**Records for the task:**
-=-=-

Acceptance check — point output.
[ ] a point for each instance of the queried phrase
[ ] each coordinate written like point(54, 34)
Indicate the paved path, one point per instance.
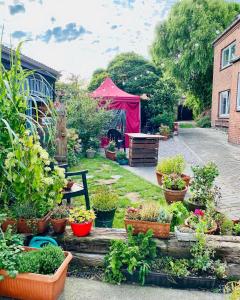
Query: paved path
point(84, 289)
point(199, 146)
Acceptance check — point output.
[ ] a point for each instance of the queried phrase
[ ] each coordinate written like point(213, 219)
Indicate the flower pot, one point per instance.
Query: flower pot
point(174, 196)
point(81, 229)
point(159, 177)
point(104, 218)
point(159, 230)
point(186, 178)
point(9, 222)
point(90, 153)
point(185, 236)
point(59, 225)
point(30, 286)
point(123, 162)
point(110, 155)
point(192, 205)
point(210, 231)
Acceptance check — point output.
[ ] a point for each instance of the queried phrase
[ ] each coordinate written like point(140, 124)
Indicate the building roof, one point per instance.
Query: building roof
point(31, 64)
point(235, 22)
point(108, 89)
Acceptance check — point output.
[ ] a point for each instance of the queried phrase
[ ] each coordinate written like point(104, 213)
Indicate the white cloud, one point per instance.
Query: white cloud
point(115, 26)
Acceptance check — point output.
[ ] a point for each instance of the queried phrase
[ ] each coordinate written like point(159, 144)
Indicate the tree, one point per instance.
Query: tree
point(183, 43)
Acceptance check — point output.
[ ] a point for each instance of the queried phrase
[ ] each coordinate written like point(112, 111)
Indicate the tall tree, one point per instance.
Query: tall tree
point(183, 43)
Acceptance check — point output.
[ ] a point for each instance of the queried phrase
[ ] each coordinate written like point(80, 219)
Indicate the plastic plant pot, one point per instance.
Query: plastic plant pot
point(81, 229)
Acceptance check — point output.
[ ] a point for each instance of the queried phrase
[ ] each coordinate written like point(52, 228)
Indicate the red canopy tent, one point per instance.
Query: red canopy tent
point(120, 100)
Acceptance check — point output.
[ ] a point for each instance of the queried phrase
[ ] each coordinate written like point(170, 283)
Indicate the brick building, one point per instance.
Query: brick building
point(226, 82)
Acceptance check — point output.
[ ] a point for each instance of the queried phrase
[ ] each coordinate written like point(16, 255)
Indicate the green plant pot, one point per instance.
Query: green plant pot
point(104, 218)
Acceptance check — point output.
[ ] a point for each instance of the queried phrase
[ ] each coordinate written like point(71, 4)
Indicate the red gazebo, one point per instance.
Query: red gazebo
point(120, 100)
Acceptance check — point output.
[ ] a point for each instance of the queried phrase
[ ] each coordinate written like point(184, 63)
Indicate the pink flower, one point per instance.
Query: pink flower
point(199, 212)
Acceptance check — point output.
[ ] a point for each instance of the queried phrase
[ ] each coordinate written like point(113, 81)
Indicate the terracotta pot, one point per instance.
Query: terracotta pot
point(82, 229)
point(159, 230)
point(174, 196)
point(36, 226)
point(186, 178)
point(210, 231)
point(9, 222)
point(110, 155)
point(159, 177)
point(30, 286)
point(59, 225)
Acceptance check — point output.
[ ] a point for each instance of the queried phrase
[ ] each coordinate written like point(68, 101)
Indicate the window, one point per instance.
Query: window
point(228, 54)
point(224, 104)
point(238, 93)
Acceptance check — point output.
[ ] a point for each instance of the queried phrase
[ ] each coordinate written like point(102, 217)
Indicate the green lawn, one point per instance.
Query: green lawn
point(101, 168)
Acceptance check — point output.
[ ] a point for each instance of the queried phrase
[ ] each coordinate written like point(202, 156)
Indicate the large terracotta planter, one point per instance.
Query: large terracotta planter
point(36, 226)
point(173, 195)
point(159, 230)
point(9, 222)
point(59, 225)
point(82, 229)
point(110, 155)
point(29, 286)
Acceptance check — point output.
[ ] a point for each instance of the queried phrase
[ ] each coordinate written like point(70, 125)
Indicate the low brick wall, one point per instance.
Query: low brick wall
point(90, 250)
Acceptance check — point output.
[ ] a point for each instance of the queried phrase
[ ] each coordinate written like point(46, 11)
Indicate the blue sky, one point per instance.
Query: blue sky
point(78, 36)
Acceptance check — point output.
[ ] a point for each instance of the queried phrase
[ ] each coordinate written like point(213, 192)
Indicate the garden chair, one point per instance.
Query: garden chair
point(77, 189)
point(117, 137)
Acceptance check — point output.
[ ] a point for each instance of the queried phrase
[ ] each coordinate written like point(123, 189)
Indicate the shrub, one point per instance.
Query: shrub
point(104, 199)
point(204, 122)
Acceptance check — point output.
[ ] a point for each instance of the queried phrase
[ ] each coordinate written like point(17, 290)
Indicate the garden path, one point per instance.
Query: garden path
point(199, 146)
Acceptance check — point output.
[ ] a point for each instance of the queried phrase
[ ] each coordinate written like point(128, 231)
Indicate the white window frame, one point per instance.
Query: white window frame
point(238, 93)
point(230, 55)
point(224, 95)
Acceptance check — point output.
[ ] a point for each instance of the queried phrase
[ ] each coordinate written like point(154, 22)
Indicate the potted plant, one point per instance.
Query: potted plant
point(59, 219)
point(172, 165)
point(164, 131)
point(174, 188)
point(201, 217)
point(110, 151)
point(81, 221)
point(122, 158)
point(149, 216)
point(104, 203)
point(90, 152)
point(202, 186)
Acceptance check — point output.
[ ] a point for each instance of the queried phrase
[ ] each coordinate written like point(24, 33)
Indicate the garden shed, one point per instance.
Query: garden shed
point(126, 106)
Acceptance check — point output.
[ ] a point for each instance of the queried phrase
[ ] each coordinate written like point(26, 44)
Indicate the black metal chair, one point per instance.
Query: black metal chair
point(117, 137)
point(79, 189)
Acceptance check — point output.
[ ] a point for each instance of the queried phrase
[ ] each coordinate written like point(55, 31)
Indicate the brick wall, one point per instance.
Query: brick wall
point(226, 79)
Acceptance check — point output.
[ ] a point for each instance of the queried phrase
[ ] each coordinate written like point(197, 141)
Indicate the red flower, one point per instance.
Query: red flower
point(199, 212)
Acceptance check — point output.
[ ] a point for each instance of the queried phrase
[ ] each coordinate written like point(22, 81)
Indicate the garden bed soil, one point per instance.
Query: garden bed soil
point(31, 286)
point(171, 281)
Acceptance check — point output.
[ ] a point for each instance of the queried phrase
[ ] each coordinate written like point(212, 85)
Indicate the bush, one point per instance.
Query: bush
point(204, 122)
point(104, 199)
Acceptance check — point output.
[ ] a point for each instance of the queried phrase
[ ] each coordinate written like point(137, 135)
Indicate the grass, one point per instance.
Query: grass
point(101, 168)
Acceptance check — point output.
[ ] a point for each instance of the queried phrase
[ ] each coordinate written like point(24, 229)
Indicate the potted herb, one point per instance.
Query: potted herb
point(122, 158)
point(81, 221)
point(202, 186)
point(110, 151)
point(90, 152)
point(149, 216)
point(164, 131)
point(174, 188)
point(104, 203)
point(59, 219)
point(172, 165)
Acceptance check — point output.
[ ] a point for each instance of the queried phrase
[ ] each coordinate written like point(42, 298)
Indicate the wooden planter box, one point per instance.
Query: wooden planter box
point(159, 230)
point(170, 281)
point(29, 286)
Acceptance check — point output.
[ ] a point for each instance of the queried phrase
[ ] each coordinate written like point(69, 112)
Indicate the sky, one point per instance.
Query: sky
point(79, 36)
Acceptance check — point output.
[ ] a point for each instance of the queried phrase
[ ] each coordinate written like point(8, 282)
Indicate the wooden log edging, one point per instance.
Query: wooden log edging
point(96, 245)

-=-=-

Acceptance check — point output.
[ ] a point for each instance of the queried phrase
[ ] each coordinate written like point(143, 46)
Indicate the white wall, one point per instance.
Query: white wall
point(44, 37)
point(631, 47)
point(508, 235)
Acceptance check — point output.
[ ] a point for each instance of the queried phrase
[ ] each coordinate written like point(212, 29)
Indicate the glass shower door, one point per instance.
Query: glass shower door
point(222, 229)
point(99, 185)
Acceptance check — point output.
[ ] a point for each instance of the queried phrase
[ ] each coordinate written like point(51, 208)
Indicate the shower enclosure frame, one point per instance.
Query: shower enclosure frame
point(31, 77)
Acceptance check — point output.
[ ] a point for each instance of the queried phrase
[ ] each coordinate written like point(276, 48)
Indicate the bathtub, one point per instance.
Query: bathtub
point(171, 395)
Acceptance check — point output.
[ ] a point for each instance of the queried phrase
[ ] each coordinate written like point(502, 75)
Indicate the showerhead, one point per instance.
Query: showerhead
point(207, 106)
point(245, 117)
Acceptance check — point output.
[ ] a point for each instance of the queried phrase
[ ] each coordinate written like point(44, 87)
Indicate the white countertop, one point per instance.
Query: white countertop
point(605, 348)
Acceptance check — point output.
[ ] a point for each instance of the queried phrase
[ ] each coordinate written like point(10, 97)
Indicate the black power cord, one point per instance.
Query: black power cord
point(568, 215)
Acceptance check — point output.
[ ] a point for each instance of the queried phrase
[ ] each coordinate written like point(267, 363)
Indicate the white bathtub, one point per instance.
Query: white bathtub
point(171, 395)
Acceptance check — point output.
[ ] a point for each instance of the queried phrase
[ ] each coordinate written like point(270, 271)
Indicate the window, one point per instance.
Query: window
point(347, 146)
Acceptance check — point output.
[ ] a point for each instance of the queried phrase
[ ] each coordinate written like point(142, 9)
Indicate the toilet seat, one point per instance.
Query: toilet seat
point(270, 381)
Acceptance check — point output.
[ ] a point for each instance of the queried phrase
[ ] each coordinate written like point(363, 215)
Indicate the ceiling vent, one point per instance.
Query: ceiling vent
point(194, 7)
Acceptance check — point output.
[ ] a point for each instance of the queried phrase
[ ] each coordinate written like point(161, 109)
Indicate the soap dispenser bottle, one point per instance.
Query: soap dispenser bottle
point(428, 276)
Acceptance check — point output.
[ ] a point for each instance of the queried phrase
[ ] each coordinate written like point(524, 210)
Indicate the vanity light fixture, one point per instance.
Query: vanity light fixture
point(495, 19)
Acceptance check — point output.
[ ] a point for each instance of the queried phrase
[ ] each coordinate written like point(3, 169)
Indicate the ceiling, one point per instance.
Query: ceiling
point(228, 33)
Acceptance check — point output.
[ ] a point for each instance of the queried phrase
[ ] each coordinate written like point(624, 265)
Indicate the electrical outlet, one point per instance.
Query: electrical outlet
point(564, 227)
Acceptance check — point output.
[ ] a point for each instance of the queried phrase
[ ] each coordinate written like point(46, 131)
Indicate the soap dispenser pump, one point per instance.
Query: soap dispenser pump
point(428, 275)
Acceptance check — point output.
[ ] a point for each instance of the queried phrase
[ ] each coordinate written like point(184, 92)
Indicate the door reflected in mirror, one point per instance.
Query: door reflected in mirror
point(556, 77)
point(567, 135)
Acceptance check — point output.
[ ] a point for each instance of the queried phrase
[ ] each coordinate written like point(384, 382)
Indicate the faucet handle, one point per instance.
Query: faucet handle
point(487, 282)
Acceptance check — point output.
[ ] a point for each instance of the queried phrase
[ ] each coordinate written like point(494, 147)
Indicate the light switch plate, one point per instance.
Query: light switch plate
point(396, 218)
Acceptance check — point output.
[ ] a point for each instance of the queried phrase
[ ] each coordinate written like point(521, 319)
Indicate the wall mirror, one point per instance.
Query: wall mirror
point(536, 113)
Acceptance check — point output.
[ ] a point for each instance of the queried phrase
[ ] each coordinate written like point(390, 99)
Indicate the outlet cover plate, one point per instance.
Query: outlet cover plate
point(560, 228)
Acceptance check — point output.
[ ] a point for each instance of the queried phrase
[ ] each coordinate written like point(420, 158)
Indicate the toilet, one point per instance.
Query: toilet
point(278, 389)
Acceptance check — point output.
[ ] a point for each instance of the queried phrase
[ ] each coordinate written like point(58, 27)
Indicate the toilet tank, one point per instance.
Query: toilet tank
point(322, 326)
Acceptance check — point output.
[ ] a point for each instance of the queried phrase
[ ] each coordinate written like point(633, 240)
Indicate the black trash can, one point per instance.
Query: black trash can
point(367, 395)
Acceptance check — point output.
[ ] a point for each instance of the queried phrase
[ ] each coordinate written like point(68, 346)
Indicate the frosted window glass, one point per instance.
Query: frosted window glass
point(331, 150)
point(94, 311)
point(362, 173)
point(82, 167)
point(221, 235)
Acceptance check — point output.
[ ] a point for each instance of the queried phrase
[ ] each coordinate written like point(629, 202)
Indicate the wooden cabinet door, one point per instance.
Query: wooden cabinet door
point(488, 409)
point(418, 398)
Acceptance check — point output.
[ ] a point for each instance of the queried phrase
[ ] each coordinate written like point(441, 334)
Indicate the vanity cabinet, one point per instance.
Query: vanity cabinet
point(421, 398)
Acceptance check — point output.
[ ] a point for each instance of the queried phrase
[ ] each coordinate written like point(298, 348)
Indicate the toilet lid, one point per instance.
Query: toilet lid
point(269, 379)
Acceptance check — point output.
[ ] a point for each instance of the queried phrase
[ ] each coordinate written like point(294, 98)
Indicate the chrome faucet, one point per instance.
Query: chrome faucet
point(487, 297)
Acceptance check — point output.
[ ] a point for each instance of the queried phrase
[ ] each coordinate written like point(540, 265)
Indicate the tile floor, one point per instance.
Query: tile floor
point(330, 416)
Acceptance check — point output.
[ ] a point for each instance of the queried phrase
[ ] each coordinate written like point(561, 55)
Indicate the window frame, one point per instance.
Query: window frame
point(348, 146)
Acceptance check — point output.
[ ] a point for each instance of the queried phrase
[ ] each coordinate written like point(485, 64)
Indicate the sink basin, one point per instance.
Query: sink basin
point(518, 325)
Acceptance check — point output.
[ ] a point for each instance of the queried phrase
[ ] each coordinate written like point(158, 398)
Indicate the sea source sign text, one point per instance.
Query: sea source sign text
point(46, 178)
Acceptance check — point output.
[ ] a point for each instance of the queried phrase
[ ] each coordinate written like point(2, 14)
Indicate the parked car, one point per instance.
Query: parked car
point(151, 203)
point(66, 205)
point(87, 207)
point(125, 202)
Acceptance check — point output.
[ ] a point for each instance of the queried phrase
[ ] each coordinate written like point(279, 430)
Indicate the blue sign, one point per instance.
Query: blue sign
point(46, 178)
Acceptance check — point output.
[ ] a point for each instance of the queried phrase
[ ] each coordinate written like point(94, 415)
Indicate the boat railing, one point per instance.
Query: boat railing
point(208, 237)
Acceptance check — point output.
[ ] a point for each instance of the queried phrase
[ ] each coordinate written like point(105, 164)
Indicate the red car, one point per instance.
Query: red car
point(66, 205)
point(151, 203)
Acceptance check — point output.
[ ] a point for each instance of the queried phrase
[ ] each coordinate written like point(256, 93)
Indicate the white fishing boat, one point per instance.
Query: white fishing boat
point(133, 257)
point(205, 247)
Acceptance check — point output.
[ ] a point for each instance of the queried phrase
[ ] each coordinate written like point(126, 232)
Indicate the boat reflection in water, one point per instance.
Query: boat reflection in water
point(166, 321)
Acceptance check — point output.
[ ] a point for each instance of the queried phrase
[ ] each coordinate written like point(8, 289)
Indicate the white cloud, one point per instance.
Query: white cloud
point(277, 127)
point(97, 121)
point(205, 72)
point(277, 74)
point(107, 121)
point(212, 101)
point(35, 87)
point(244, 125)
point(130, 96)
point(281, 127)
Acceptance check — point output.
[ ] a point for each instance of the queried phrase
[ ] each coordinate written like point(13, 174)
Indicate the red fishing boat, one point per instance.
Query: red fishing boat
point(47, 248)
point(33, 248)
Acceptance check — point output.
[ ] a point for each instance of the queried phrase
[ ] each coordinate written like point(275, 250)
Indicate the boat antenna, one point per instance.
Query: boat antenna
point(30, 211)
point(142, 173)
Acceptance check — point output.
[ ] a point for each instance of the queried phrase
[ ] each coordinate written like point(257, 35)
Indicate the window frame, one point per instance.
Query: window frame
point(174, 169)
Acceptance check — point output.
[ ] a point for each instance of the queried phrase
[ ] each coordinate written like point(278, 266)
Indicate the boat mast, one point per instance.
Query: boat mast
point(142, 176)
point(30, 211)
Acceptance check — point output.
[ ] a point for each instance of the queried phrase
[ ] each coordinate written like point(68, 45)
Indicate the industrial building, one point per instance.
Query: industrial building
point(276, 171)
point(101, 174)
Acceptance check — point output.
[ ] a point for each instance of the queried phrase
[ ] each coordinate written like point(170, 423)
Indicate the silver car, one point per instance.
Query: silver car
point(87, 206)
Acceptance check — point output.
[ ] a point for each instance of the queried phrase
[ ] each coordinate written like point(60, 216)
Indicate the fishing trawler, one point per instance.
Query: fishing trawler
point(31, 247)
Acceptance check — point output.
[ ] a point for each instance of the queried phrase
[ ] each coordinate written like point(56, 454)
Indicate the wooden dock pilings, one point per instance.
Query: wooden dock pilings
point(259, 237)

-=-=-

**Work to be completed:** The reply should hold only the lines of the listing above starting at the line containing "Query: vanity cabinet" and ending at the line containing "[ ] each coordinate written like point(294, 98)", exactly as written.

**Response area:**
Query: vanity cabinet
point(421, 398)
Acceptance check — point output.
[ ] a point for each instance of the queried phrase
[ ] each coordinate written like point(298, 348)
Indicate the toilet lid, one point per instance.
Query: toilet lid
point(269, 379)
Acceptance check — point output.
[ ] a point for each instance of the queried phrase
[ ] each coordinate written like point(294, 98)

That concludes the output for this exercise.